● EXERCISE DIRECTIONS: Extend the forum discussion about thread safety when setting environment variables, picking up after its final sentence.

● GIVEN PASSAGE:
So, is there a potential issue with thread safetey? Yes. Does it matter given where and under what circumstances it occurs? Not really.

> such as Go's os.Setenv (Go issue)

Here is the link to the "issue":

https://github.com/golang/go/issues/63567

What kind of actual real life production code would continuously set envvars while simutaneously calling a function that tries to read the environment?

Yes, this is a footgun. But even the issues author acknowledges, in the issue thread:

    Realistically: this is a pretty rare problem, and documenting 
    it is probably a fine solution. This is probably going to cost
    someone else a couple of days of debugging every couple of
    years

> It has wasted thousands of hours of people's time, either debugging the problems, or debating what to do about it.

Source?

jeroenhd · on Nov 20, 2023

> Or: C knows that it doesn't need fixing.

People don't like APIs that can randomly crash your program while there's no good technical reason for why they should. Why not fix the problem? People like you, who have no issues with the current implementation, won't see any regressions because you're already a good citizen, and myriad other programmers whose programs do occasionally crash because of this will be helped.

[Object position labeling entries]
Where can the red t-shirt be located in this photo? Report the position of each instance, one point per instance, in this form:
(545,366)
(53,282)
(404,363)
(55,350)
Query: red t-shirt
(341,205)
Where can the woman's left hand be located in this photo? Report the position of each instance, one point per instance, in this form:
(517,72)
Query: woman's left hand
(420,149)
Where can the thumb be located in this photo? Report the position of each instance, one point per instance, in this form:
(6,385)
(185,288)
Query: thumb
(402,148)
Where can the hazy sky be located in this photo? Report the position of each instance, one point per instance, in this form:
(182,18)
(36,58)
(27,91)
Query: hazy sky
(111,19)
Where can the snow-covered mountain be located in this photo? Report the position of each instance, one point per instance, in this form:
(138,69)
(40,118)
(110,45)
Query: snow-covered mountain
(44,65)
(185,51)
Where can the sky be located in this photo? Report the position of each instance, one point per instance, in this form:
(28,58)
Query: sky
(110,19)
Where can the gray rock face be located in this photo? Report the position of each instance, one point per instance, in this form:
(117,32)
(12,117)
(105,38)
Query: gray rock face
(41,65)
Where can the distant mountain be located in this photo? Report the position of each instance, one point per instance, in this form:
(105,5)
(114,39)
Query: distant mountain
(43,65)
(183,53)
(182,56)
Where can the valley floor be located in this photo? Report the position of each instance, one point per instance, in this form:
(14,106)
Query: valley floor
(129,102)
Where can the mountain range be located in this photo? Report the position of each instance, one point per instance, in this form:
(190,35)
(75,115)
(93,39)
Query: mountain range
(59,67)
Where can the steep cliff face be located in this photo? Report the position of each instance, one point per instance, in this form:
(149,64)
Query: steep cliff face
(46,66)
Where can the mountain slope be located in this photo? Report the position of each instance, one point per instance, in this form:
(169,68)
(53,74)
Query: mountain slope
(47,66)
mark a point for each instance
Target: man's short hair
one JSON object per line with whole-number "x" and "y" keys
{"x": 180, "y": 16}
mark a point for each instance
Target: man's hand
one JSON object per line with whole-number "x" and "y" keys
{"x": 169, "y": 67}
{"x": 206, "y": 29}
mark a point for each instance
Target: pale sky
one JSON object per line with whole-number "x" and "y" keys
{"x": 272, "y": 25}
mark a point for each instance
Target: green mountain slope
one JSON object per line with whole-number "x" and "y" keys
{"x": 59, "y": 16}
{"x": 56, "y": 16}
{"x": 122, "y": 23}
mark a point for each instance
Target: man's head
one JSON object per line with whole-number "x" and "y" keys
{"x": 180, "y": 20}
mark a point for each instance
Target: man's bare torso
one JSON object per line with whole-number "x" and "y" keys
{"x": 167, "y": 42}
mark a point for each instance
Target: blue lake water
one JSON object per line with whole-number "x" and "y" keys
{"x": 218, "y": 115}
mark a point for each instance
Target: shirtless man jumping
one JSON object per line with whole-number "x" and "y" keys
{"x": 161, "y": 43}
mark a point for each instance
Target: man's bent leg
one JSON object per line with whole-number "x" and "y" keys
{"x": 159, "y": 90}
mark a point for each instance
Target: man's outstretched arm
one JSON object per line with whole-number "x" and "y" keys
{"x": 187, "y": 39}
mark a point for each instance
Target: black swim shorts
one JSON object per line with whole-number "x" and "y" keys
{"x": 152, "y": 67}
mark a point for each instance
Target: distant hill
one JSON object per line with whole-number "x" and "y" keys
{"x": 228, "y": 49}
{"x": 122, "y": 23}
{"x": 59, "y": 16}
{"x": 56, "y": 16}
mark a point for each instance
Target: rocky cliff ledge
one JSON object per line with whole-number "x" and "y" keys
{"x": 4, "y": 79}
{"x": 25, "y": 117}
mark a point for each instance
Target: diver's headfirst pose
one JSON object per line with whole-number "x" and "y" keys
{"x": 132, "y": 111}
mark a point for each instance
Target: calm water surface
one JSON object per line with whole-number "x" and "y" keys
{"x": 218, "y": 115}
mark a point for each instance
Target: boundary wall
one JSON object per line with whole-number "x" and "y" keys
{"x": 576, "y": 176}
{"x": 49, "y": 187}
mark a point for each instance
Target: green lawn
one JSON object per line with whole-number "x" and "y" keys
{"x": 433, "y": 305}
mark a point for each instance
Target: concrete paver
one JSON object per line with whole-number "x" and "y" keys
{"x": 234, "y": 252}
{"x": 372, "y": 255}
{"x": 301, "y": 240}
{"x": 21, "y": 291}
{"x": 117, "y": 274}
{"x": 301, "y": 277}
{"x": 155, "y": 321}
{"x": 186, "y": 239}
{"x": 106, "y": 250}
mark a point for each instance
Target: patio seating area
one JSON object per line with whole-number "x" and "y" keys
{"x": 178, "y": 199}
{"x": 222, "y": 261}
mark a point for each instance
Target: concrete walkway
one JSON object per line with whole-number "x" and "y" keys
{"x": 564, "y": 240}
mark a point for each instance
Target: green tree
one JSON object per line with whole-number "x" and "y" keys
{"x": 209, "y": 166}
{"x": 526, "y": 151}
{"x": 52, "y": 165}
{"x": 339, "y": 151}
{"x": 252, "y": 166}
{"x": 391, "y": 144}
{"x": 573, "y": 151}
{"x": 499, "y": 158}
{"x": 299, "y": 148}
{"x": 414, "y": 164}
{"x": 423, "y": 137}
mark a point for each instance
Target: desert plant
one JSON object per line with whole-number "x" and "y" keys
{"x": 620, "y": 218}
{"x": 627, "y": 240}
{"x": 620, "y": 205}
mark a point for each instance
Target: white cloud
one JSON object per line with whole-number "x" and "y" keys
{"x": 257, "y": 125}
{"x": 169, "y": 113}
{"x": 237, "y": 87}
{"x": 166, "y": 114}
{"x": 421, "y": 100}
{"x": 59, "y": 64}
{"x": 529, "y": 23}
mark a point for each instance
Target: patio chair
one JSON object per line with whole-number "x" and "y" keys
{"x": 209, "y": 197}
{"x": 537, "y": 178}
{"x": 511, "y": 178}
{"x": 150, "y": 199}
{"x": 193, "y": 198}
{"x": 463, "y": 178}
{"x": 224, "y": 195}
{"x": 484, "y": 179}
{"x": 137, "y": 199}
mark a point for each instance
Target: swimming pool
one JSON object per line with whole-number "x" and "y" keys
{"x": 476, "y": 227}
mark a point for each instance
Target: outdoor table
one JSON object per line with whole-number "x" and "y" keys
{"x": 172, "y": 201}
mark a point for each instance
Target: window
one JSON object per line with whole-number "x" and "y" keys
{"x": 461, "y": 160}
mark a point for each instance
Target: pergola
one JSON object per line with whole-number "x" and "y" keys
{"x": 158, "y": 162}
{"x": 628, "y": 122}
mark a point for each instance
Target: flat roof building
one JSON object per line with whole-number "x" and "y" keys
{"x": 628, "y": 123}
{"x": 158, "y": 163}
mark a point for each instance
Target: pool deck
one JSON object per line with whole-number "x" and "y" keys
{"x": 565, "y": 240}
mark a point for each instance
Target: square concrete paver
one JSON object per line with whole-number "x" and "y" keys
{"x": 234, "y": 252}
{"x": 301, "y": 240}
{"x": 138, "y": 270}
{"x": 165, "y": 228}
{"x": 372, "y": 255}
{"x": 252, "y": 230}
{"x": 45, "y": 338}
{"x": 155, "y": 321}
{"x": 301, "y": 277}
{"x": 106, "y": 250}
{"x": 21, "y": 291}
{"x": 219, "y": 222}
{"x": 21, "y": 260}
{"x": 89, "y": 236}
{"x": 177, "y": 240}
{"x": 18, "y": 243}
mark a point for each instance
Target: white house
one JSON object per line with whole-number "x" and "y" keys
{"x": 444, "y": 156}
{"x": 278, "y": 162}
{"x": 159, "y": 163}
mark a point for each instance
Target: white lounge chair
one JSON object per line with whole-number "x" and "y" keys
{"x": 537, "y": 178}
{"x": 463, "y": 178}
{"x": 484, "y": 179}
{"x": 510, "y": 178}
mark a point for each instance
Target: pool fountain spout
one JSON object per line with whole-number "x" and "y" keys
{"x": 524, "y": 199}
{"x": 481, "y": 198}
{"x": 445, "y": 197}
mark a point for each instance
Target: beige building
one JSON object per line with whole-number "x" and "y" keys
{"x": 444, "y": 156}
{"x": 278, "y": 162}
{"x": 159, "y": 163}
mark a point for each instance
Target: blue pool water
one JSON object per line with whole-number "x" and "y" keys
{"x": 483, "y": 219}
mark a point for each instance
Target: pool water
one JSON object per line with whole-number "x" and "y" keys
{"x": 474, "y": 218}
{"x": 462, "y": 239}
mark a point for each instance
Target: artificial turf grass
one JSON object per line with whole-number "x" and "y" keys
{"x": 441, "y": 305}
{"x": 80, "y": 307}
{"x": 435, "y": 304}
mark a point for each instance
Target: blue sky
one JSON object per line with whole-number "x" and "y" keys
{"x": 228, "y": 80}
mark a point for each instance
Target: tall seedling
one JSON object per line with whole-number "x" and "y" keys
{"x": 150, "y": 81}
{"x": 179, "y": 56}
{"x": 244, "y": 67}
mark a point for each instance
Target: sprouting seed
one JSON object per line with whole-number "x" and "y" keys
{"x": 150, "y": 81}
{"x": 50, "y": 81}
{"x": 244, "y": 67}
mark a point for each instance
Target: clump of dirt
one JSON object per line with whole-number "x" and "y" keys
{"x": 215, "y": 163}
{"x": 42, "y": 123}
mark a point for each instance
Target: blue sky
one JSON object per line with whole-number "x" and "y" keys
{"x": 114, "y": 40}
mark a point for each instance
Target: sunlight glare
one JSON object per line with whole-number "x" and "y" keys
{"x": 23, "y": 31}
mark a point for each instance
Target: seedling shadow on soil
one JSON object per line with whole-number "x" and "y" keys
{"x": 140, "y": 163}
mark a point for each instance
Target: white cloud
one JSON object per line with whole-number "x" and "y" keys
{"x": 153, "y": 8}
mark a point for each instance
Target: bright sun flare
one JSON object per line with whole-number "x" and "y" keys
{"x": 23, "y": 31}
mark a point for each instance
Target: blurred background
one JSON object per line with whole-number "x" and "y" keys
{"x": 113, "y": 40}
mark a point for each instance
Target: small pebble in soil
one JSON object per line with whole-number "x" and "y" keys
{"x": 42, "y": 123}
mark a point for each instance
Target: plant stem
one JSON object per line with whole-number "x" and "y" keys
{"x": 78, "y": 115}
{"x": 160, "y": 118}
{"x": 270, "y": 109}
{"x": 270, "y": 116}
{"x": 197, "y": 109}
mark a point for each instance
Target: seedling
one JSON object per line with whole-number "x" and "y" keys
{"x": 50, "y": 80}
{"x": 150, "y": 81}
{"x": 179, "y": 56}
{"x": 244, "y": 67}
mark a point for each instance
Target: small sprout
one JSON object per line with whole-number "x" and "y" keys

● RESULT:
> So, is there a potential issue with thread safetey? Yes. Does it matter given where and under what circumstances it occurs? Not really.

"The unpredictable crashes only happen very rarely" doesn't mean the crashes go away.

> What kind of actual real life production code would continuously set envvars while simutaneously calling a function that tries to read the environment?

The reproduction sample calls setenv in a loop so the issue can be reproduced. A single setenv anywhere in the code is enough to trigger the crash, but then you would get one of those "you need to run the program a million times to reproduce it" bug reports that gets pushed down the line.

usrbinbash · on Nov 20, 2023

> Why not fix the problem?

Because doing so breaks backwards compatibility, simple as that.

The problem isn't even that `setenv` isn't thread save. The problem is that `getenv` returns a `*char` directly into the environment memory space. Many many many programs rely on that being the case.

> People like you

People like me would like every software to be perfect, but that's not the world we live in, so we are forced to be pragmatic. When fixing something causes more problems by breaking backwards compatibility promises, than it prevents, then there is no good argument for a fix, and the correct approach is to say "yes, this sucks, let's document it well so people don't waste too much time on this".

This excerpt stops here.